Regulation - Environment, Health and Safety
Exploration and Production, Environmental, Health and Safety, and Occupational Laws and Regulations
Our operations are subject to federal, tribal, state, and local laws and regulations. These laws and regulations relate to matters that include, but are not limited to, the following:
•reporting of workplace injuries and illnesses;
•industrial hygiene monitoring;
•worker protection and workplace safety;
•approval or permits to drill and to conduct operations;
•provision of financial assurances (such as bonds) covering drilling and well operations;
•calculation and disbursement of royalty payments and production taxes;
•seismic operations and data;
•location, drilling, cementing and casing of wells;
•well design and construction of pad and equipment;
•construction and operations activities in sensitive areas, such as wetlands, coastal regions or areas that contain endangered or threatened species, their habitats, or sites of cultural significance;
•method of completing wells;
•hydraulic fracturing;
•water withdrawal;
•well production and operations, including processing and gathering systems;
•emergency response, contingency plans and spill prevention plans;
•air emissions and fluid discharges;
•climate change;
•use, transportation, storage and disposal of fluids and materials incidental to oil and gas operations;
•surface usage, maintenance, monitoring and the restoration of properties associated with well pads, pipelines, impoundments and access roads;
•plugging and abandoning of wells; and
•transportation of production.

[Photo labels with boxes]
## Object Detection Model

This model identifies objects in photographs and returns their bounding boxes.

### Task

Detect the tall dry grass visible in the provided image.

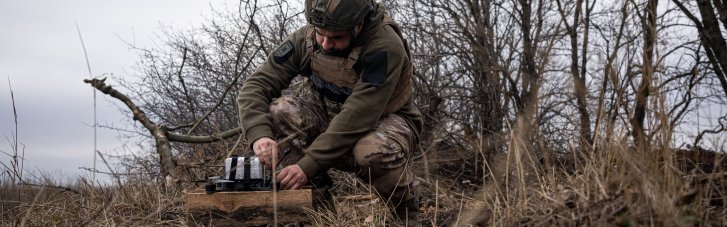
[0,125,727,226]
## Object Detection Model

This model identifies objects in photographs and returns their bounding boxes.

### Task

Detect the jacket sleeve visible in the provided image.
[298,31,409,177]
[237,27,307,145]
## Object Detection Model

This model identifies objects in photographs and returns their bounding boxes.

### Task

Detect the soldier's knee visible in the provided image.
[270,96,296,116]
[353,132,406,176]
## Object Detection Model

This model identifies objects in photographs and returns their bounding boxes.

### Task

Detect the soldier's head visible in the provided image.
[305,0,373,55]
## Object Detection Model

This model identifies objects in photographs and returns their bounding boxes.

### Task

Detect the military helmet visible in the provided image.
[305,0,373,30]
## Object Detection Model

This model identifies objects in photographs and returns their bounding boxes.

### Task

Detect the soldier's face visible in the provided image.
[315,25,363,56]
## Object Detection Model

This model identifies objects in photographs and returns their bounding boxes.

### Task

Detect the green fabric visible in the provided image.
[237,4,422,177]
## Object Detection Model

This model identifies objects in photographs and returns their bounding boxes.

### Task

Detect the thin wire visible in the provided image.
[74,21,98,182]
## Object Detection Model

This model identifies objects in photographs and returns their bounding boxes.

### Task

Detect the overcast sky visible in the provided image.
[0,0,235,184]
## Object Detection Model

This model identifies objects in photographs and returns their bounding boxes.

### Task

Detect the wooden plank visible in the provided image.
[186,189,313,226]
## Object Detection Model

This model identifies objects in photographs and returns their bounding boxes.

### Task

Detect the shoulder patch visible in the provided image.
[361,51,389,86]
[273,40,295,64]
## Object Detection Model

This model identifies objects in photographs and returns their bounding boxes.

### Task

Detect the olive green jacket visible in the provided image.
[237,4,422,177]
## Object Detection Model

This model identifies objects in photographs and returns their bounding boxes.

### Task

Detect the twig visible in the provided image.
[187,47,260,134]
[21,183,81,195]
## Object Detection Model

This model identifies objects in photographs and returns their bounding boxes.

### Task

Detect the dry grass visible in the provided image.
[0,133,727,226]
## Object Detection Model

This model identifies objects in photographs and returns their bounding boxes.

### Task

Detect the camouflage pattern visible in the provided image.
[270,82,418,206]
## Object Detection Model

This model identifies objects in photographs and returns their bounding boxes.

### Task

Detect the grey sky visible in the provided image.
[0,0,234,183]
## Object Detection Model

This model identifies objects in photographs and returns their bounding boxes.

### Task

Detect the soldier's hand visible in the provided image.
[252,137,278,169]
[278,164,308,190]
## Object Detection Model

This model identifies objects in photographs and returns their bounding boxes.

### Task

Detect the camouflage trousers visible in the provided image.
[270,82,419,207]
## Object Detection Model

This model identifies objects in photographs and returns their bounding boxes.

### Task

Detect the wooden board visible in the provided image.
[186,189,313,226]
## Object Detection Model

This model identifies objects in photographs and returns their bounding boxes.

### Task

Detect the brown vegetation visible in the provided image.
[0,0,727,226]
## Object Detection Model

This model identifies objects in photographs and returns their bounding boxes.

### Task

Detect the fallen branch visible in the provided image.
[83,78,242,179]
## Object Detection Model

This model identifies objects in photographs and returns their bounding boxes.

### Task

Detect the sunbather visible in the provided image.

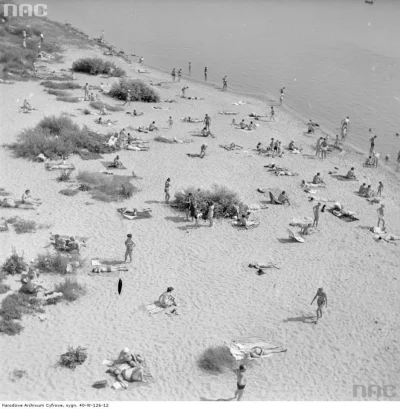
[158,287,177,308]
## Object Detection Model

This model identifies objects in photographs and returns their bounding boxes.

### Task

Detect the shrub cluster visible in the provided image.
[109,78,160,102]
[9,115,116,160]
[174,184,241,218]
[72,58,126,77]
[78,171,137,202]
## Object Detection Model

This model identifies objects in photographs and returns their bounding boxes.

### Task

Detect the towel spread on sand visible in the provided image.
[228,337,287,361]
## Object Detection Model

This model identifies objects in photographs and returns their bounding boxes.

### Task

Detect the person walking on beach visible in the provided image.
[207,202,215,227]
[84,83,89,101]
[164,178,171,203]
[123,89,131,106]
[222,75,228,91]
[377,203,386,230]
[313,202,321,227]
[369,135,378,155]
[310,287,328,324]
[269,106,275,122]
[377,182,383,197]
[204,114,211,131]
[125,234,136,263]
[233,365,247,400]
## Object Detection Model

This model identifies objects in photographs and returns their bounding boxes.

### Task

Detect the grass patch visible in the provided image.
[56,97,81,104]
[89,101,125,112]
[40,81,82,90]
[197,346,237,374]
[78,171,138,202]
[58,189,79,196]
[0,293,44,321]
[57,346,87,370]
[174,184,241,218]
[72,58,126,77]
[0,320,24,335]
[1,248,28,275]
[109,79,160,102]
[54,278,86,301]
[47,89,71,97]
[35,253,80,275]
[8,115,116,160]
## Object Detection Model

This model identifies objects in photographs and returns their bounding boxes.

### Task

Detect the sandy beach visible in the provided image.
[0,18,400,401]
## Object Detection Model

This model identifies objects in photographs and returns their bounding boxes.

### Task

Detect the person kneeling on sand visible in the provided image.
[158,287,178,308]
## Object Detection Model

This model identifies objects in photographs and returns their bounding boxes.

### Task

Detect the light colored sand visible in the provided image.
[0,43,400,400]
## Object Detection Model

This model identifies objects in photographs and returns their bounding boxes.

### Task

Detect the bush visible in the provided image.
[8,115,116,160]
[7,217,37,234]
[35,253,80,275]
[78,171,137,202]
[0,320,24,335]
[47,89,71,97]
[58,189,79,196]
[54,278,86,301]
[89,101,125,112]
[72,58,125,77]
[57,347,87,370]
[1,248,28,275]
[174,184,241,218]
[40,81,82,89]
[109,79,160,102]
[0,293,44,321]
[197,346,237,374]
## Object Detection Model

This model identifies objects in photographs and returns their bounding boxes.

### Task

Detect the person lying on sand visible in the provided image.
[22,189,42,205]
[158,287,178,308]
[278,191,290,206]
[92,266,128,273]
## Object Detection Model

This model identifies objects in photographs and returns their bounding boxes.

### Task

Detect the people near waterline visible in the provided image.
[124,234,136,263]
[310,287,328,324]
[164,178,171,203]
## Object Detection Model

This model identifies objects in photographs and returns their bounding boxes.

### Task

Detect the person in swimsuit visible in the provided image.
[233,365,247,400]
[164,178,171,203]
[185,193,193,221]
[310,287,328,324]
[125,234,136,263]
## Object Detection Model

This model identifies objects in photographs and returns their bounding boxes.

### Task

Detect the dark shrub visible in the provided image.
[109,78,160,102]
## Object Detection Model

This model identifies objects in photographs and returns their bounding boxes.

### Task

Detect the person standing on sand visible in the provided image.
[369,135,377,155]
[203,114,211,131]
[125,234,136,263]
[164,178,171,203]
[233,365,247,400]
[167,116,174,129]
[310,287,328,324]
[377,203,386,230]
[313,202,321,227]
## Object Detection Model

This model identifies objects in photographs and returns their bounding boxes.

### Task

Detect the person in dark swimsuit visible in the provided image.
[310,287,328,324]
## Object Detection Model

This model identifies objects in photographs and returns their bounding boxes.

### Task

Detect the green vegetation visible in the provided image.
[174,184,241,218]
[72,58,126,77]
[109,78,160,102]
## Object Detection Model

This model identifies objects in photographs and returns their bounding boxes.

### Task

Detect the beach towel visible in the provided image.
[228,336,287,361]
[269,192,283,204]
[146,301,166,315]
[100,161,126,170]
[286,227,304,243]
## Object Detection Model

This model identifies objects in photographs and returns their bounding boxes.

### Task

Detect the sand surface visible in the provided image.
[0,42,400,400]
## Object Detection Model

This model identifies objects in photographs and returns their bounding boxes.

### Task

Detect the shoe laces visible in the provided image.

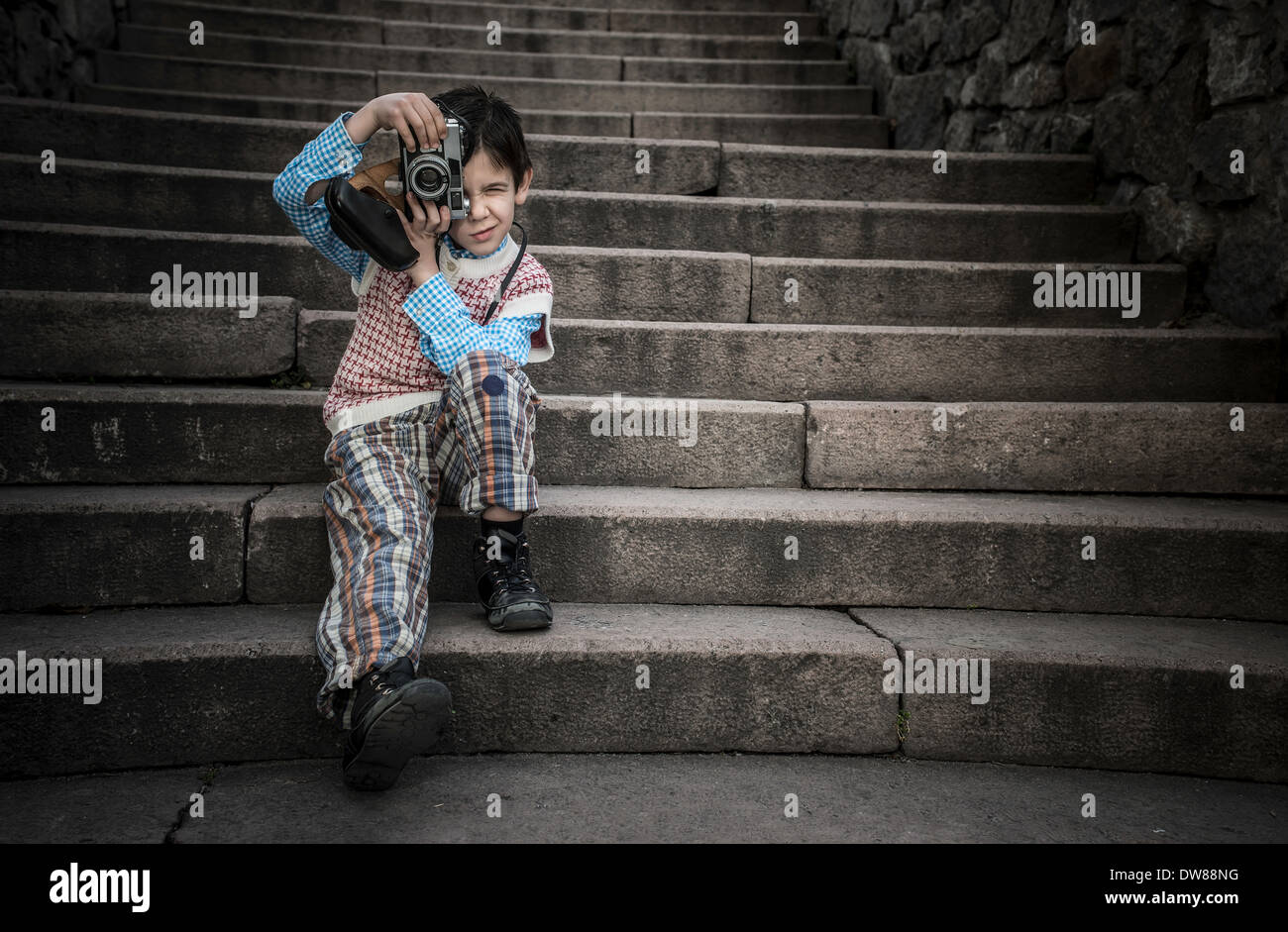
[480,538,536,592]
[506,541,533,589]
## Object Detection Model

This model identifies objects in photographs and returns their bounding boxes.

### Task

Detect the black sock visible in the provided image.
[480,515,523,540]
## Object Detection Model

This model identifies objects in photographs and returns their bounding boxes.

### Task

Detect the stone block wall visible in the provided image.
[0,0,126,100]
[810,0,1288,327]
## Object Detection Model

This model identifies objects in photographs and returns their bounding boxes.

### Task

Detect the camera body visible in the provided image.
[398,116,471,220]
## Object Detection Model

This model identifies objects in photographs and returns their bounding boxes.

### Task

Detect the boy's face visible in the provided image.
[447,148,532,257]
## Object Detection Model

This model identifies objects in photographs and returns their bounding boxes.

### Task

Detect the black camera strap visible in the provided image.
[439,220,528,327]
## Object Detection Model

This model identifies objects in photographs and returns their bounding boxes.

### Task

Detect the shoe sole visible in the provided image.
[344,679,452,790]
[486,602,554,631]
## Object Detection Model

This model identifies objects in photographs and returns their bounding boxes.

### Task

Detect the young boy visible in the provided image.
[273,85,554,789]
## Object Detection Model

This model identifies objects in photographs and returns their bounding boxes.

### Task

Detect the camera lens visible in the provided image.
[407,158,448,201]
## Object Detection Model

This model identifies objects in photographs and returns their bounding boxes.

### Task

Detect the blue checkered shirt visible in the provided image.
[273,111,542,373]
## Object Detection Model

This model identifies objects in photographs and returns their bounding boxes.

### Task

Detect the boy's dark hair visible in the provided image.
[432,83,532,190]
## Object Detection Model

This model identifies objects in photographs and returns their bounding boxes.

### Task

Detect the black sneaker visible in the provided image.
[344,657,452,789]
[474,529,553,631]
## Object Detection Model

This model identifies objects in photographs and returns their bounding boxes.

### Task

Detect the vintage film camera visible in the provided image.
[398,96,474,220]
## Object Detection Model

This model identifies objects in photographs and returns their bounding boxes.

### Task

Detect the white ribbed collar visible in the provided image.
[438,233,519,282]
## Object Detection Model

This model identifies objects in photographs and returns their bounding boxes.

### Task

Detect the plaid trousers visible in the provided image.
[317,349,541,729]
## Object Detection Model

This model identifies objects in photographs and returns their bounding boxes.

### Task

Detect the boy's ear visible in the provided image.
[514,167,532,203]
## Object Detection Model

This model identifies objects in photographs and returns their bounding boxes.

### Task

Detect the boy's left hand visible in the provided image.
[398,192,452,286]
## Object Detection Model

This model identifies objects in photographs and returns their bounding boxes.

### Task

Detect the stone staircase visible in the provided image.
[0,0,1288,781]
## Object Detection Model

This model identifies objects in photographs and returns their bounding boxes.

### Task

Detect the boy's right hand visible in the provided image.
[364,91,447,151]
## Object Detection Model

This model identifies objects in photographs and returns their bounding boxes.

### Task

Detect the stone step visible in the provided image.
[804,402,1288,495]
[0,289,298,379]
[10,752,1288,844]
[89,49,872,115]
[0,98,1095,203]
[76,83,890,148]
[129,0,385,48]
[0,382,1288,495]
[0,481,267,611]
[0,238,1185,340]
[0,602,1288,782]
[376,17,836,61]
[0,98,726,195]
[0,484,1288,620]
[721,143,1096,205]
[0,604,899,777]
[519,190,1134,263]
[174,0,808,16]
[296,310,1279,404]
[850,607,1288,782]
[0,154,1134,259]
[130,0,824,34]
[0,382,805,488]
[119,24,854,84]
[752,256,1186,327]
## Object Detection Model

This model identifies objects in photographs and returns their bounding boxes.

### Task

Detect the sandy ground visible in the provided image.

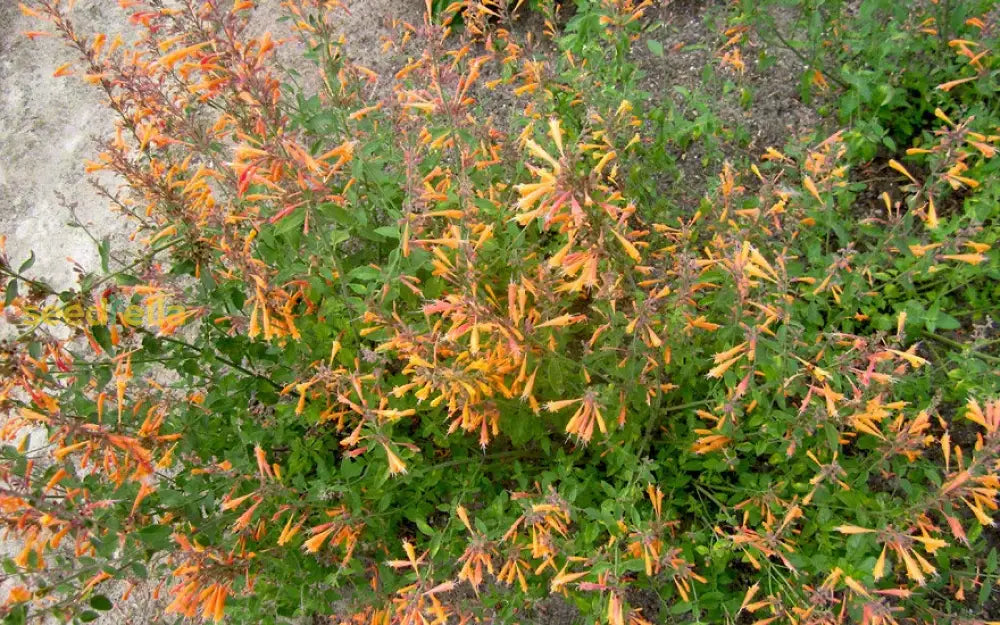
[0,0,817,625]
[0,0,424,625]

### [TASK DESCRIPTION]
Answer these questions from the regulation excerpt:
(a) What levels of laws and regulations are the operations subject to?
(b) What example of financial assurances does the list give?
(c) What sensitive areas does the list name for construction and operations activities?

### [IN RESPONSE]
(a) Federal, tribal, state, and local.
(b) Bonds.
(c) Wetlands, coastal regions, and areas that contain endangered or threatened species, their habitats, or sites of cultural significance.